**PROBLEM REQUIREMENTS:**
Write out word for word everything in the lines below, from the line containing "Identify each instance of the blurred" down to the line containing "Identify each instance of the orange", including both of those lines.

** BEGIN PROVIDED RECORDS **

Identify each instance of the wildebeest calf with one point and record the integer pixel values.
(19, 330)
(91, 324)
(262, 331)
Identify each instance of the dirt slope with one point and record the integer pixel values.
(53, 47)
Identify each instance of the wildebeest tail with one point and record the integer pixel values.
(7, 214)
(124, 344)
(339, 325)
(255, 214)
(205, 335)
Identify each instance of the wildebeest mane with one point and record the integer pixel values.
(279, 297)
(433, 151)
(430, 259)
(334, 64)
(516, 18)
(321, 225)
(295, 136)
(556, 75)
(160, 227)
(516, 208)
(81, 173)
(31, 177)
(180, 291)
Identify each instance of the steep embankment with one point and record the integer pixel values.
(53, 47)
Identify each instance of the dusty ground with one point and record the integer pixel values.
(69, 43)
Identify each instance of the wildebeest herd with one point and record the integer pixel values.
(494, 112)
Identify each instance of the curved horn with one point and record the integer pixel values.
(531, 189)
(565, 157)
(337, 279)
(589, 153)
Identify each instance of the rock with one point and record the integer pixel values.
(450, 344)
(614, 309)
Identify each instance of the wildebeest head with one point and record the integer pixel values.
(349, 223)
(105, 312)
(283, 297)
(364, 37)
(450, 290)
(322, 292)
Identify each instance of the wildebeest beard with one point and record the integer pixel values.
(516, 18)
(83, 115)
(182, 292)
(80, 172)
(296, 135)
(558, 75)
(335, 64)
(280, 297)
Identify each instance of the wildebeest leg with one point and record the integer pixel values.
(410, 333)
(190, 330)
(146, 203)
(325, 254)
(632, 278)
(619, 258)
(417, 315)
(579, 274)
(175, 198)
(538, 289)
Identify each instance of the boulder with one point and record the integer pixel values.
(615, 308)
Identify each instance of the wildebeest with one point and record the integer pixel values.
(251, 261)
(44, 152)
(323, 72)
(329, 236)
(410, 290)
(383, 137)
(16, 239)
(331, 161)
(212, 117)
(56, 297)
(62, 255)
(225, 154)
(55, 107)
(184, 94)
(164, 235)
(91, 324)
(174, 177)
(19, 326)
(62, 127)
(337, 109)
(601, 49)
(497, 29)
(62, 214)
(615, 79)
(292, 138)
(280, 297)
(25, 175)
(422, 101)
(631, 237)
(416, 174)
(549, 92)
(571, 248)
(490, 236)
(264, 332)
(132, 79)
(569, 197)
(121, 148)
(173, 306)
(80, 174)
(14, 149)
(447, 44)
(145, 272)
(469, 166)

** END PROVIDED RECORDS **
** BEGIN PROVIDED RECORDS **

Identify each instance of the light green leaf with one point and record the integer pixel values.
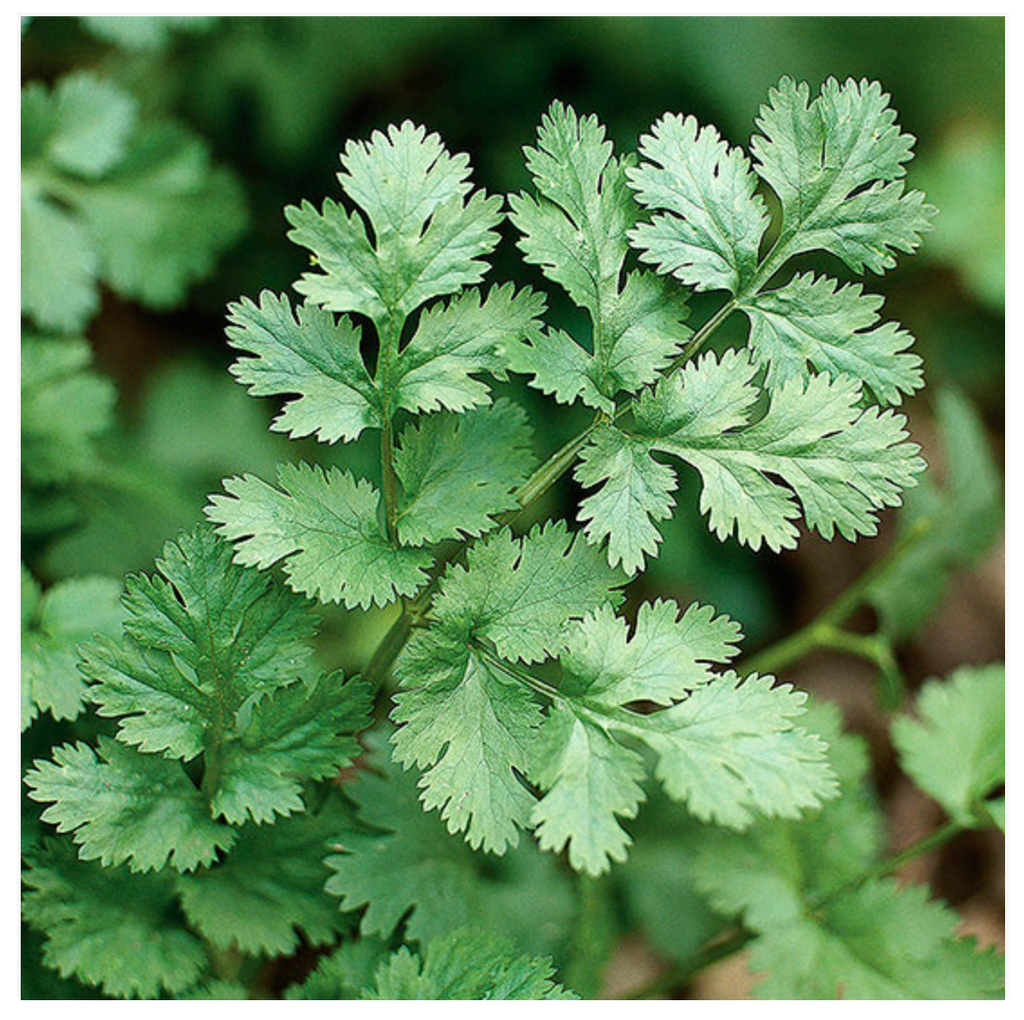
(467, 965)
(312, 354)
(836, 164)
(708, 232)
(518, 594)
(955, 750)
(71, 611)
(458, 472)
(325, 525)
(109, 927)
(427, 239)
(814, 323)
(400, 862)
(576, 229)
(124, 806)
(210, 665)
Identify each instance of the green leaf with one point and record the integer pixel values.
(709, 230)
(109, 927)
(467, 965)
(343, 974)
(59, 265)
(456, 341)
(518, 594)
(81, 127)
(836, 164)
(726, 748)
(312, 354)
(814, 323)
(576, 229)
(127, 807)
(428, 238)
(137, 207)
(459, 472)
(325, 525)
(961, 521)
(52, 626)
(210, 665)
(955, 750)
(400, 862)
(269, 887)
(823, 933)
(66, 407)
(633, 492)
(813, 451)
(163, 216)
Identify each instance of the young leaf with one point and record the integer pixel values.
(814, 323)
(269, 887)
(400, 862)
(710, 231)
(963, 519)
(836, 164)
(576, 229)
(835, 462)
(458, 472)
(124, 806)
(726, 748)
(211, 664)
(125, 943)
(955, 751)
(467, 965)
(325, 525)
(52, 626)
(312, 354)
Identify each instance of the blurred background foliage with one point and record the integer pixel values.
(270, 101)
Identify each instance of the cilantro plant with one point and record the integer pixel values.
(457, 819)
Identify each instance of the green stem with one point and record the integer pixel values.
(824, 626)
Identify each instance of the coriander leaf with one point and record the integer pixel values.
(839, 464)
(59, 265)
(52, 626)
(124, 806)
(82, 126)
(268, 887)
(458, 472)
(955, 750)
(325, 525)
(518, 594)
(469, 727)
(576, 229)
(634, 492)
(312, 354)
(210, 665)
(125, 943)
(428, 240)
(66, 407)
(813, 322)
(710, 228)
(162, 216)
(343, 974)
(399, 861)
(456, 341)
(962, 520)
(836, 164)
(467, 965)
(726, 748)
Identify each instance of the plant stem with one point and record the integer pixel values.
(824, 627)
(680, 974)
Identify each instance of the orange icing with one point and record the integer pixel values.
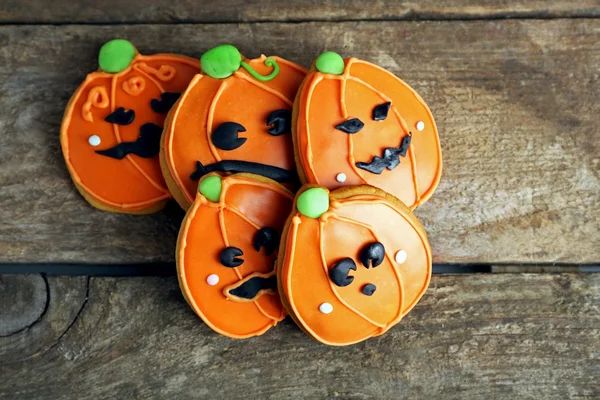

** END PROVIDED RECORDS **
** BEGIN PROVIDED RECORDS **

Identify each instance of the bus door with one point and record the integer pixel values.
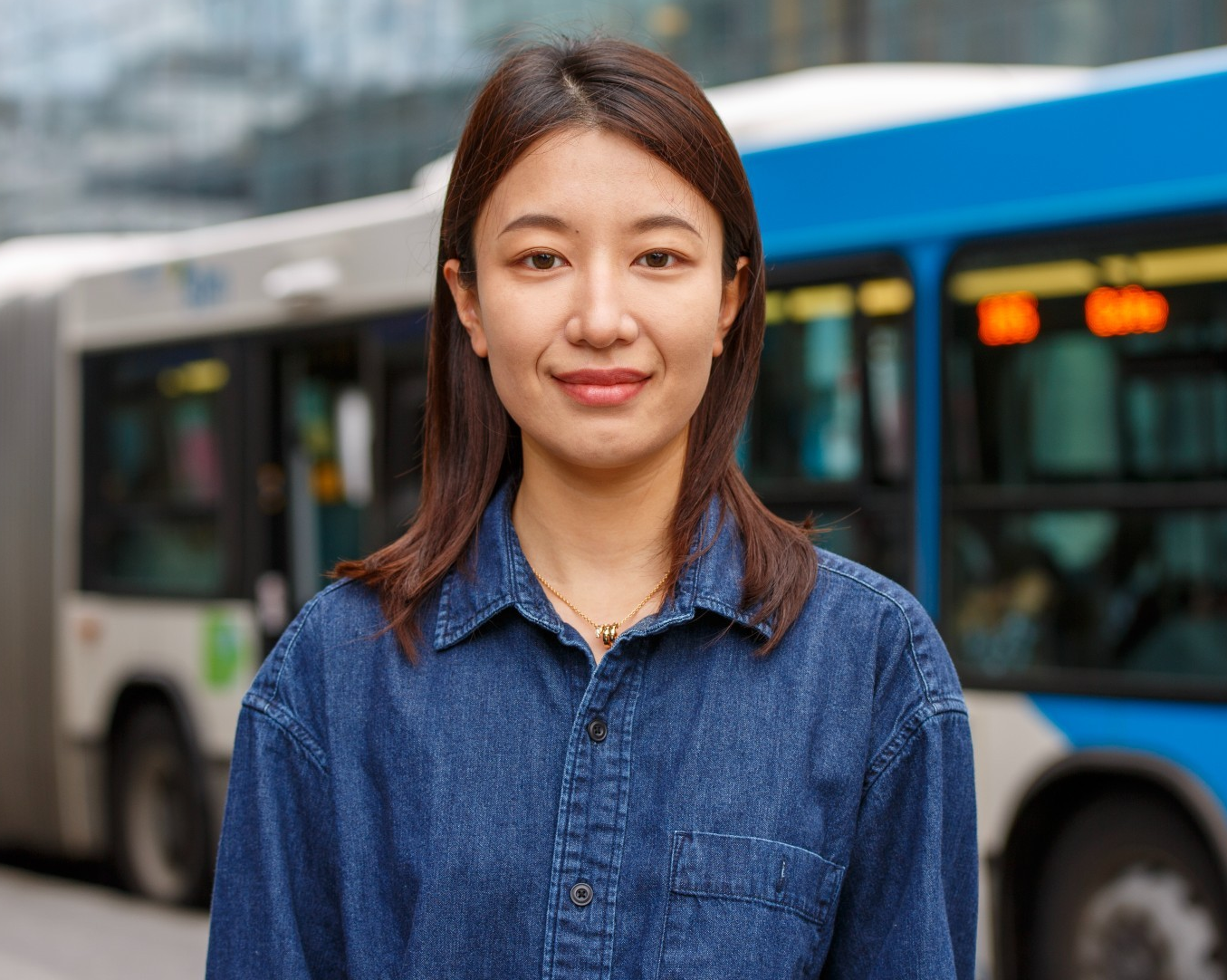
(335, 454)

** END PROVIDED RECORDS **

**RESULT OF THE TASK:**
Identify each instance of the blurred background foliage with one point and record the integer pixel values.
(270, 101)
Identify each instance of the cilantro plant with one point and record the integer pixel values.
(457, 819)
Identify each instance of the green stem with one point and record the integer pixel values.
(824, 626)
Identify each instance of the coriander leaf with one point and record the integer pixel values.
(839, 464)
(59, 265)
(52, 626)
(124, 806)
(82, 126)
(268, 887)
(458, 472)
(955, 750)
(325, 525)
(518, 594)
(469, 727)
(576, 229)
(634, 492)
(312, 354)
(210, 665)
(125, 943)
(428, 240)
(66, 407)
(813, 322)
(710, 228)
(162, 216)
(343, 974)
(399, 861)
(456, 341)
(962, 520)
(836, 164)
(467, 965)
(726, 748)
Identify each instance of the plant stem with one point and record the integer pixel values.
(824, 627)
(680, 974)
Identify each instance of the orange icing with one point and record the integer pixel values.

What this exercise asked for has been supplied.